Reading passage:

<<<<

How to use transmedia storytelling to create engaging eLearning courses? Here are some good practices.

The ability to tell stories and train in different media. The design of eLearning courses may require the creation of broader communication campaigns. 

If, for example, we intend to launch a training and information project for a wide range of users in our company (or for one of our clients), we will necessarily have to structure a suitable training storytelling course.

Especially for medium to high budget productions, the techniques of transmedia storytelling, a methodology that has been used for decades in the US film market, can be used to help us.

What is transmedia storytelling?

Transmedia storytelling is a method of storytelling that makes it possible to use a variety of media and communication tools in a uniform way. Transmedia storytelling is when we tell a story in a coherent way using the potential of each medium. 

For example, it is possible to tell the story of a superhero in the cinema, but we can also coherently tell his origins in a comic book and perhaps tell his particular exploits in the levels of a video game. 

We will thus have used three different media to tell a single story. 

The father of transmedia storytelling, Henry Jenkins first defined it in his 2006 text Convergent Culture as a narrative form that, by moving across different types of media, "helps to refine and supplement the user's experience with new and distinct information". 

In this way, each medium can be used to develop the story and to enable understanding within the world (or universe) being narrated.

If you are thinking of the last 20 superhero movies you have seen at home or at the cinema, or any story set in a galaxy far far away, you are right on target with the topic I want to talk about in this article.

The proliferation of alternative entertainment systems, the constant use of gamification in eLearning systems and the interconnectedness of the internet and mobile systems have led to an exponential growth in people's consumption of stories. 

As demand has grown, content creators have adapted to designing their productions for different platforms: YouTube, print media, ebook format, streaming services, podcasting and so on. 

The possibility of involving people from outside the creative mechanism has led to the emergence of crowdsourcing phenomena, i.e. the generation of content from the active participation of people in a given story. 

Transmedia and eLearning

In order to create eLearning courses using transmedia storytelling techniques you need to approach the concepts of continuity and multiplicity.

When creating a story for a learning pathway, you must take into account the principle of continuity which allows you to maintain coherence between all the stories you tell in different media. This is a special value that you give to your audience, allowing them to recognise those stories and characters wherever they find them.

Multiplicity allows you to create alternative narratives within the same universe, giving characters the chance to gain new perspectives in other contexts. This is why you can tell and educate your learners from a set of best practices that will be different depending on the context in which the characters in your stories will operate. 

In such a complex system full of opportunities, the creation of courses in eLearning mode cannot diverge from a transmedia narrative, adapting and, above all, making itself compatible with a communication mechanism that combines awareness, compliance and integration.

The learners of eLearning courses like to recognise themselves in characters who deal with problems that they might also experience in their daily lives or at work. 

Returning again to the case of IT security courses, it is very important to be able to select the characters of your stories to allow learners to identify with the stories in order to get the most out of the good practices you tell in your content. 

This is why it is important to associate each character with a particular action and solution that can be repeated in a SCORM course, on social media pages or, if you want, in a story to send out in a newsletter. 

One of the most fascinating texts you will ever read if you are involved in eLearning course content is surely Aristotle's Poetics. In these writings, Aristotle states that tragedy and therefore life is action and its end is a mode of action, not a quality. 

Action is therefore character. A person is what he does, not what he says he is. A good character is made up of conflict, background and personality. To create a character, however, we need to establish a context, which is very important in the creation of a transmedia universe.

>>>>

Given task 1: According to the article on transmedia storytelling, why should the principle of continuity guide the creation of a story for a learning pathway? Answer in one to three sentences.
The records after the article are separate material and have no connection to it.

Extracted records:
<<<<

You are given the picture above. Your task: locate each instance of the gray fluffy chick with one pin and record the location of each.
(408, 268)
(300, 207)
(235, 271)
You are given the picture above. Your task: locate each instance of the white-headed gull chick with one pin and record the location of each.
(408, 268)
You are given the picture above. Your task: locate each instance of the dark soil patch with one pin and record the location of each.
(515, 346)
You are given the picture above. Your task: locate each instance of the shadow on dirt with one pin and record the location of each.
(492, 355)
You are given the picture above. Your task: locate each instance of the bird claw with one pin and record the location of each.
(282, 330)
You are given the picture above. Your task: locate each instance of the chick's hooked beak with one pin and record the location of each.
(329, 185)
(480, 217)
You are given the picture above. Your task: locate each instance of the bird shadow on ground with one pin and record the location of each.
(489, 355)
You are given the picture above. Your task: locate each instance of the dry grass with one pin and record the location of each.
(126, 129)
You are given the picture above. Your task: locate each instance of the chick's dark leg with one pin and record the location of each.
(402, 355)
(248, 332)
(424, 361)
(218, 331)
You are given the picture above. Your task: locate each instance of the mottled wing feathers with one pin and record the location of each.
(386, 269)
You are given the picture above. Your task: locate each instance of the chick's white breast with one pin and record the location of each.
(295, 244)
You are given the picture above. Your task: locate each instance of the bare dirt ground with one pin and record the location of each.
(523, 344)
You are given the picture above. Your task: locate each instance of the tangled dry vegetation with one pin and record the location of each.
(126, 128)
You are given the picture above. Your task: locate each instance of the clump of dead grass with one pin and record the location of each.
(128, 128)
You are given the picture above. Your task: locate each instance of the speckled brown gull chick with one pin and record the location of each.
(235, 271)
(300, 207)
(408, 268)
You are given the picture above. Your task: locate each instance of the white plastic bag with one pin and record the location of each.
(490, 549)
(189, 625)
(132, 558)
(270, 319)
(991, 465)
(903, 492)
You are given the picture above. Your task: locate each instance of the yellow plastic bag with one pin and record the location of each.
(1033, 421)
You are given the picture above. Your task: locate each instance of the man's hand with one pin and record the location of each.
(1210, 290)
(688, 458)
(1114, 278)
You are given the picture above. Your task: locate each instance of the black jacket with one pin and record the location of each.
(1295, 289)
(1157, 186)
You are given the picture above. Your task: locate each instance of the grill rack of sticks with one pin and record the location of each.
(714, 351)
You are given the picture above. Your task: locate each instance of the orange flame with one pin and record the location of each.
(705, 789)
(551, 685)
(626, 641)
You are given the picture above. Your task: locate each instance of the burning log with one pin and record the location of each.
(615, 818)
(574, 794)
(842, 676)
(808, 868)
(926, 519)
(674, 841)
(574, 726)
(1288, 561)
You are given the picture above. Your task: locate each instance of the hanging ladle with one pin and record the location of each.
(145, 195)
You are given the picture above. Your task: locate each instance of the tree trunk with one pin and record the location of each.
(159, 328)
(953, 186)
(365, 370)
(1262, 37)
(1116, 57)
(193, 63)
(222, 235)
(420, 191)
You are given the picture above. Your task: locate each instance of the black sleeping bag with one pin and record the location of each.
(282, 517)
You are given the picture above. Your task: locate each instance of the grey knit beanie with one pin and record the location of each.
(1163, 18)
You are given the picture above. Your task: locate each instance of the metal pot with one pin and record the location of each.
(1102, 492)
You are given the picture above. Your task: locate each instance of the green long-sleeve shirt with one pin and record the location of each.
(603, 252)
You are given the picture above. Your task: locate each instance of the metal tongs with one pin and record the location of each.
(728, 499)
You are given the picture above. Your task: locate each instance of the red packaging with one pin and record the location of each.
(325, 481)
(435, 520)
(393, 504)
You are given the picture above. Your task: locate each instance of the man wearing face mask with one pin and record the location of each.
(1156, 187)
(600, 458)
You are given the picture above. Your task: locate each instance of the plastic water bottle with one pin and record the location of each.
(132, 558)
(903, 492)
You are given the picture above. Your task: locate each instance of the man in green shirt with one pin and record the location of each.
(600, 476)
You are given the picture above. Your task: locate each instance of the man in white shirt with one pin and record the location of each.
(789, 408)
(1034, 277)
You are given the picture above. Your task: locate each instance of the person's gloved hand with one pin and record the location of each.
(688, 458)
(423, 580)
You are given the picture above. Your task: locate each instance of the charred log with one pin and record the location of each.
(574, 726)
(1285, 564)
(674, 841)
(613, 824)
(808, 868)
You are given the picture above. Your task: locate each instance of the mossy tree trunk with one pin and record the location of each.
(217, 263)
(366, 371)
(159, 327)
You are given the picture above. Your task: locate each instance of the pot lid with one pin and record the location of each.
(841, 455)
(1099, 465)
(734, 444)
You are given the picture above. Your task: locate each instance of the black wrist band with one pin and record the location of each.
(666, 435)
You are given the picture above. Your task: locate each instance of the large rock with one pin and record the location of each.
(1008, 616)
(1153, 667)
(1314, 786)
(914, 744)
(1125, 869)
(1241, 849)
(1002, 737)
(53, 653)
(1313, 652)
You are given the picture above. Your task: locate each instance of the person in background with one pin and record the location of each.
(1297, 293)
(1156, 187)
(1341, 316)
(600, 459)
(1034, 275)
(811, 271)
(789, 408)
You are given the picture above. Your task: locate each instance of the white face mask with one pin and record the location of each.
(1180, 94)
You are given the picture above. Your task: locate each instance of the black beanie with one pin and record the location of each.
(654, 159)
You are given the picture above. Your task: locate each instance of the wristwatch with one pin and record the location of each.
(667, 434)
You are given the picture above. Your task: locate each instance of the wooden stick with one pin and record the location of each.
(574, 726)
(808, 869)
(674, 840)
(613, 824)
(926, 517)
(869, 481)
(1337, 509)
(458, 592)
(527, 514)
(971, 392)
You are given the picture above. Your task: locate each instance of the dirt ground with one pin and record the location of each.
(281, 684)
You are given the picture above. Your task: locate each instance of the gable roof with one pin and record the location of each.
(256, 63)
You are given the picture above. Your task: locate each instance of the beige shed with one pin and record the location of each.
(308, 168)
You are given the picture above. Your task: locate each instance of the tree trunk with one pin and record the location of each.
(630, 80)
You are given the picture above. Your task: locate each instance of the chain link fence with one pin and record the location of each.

>>>>

Given task 2: Please swap "black jacket" for "dark coat" in the records, starting at the line that contains "of the man's" and ending at the line that contains "(1157, 186)", and return only those lines with everything else unchanged.

Correct answer 1: Continuity keeps all the stories told in different media coherent with one another. This lets the audience recognize those stories and characters wherever they find them.

Correct answer 2:
You are given the picture above. Your task: locate each instance of the man's hand with one pin and record the location of each.
(1210, 290)
(688, 458)
(1114, 278)
You are given the picture above. Your task: locate each instance of the dark coat with one pin and record the location of each.
(1295, 289)
(1157, 186)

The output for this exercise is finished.